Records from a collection
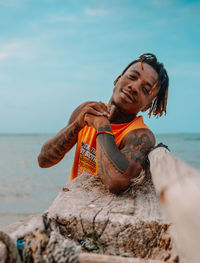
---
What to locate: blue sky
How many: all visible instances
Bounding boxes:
[0,0,200,134]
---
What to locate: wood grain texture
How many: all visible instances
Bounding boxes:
[79,253,165,263]
[149,147,200,263]
[45,172,178,262]
[0,160,180,262]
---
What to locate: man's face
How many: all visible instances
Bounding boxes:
[111,62,159,115]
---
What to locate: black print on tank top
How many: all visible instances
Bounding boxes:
[80,142,96,163]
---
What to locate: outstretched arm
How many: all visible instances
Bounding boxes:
[38,102,109,168]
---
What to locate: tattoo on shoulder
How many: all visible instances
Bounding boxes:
[120,129,155,162]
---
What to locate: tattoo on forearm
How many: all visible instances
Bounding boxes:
[97,125,129,173]
[40,121,81,165]
[97,148,112,180]
[96,125,130,189]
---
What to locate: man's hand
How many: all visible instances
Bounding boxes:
[78,102,110,129]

Exercise brief
Take every line from the data that contains the word "What".

Answer to the problem
What to locate: blue sky
What to locate: wood grain texture
What to locate: man's face
What to locate: black print on tank top
What to locate: outstretched arm
What to locate: tattoo on shoulder
What to locate: tattoo on forearm
What to locate: man's hand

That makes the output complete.